About this task:
In the material below, find the line that contains "river water in the photo above." and the line that contains "reflection in the photo above.", then write out exactly those two lines and everything between them.

Material shown:
- - -
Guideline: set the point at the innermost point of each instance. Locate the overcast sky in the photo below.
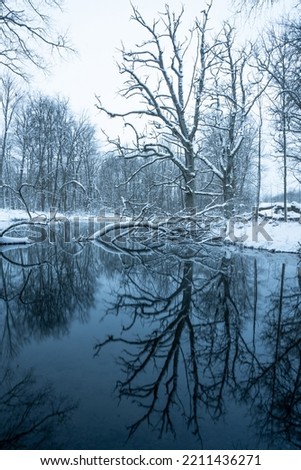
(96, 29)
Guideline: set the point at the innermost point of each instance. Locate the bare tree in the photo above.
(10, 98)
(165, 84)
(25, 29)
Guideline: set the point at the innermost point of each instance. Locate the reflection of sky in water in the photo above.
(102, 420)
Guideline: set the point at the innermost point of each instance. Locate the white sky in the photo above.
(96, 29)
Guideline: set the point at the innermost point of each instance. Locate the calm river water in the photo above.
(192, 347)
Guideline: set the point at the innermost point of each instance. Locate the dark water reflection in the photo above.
- - -
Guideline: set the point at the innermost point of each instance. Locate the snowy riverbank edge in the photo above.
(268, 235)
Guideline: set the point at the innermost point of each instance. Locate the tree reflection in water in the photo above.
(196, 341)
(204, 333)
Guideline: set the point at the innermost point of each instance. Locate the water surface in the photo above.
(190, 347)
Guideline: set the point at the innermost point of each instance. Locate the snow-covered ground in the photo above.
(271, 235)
- - -
Solution to the exercise:
Guideline: set the point at the innermost point of each instance. Locate the calm river water in the photo above.
(192, 347)
Guideline: set the point at the innermost point of each instance. Locate the dark water reflection in the photo above.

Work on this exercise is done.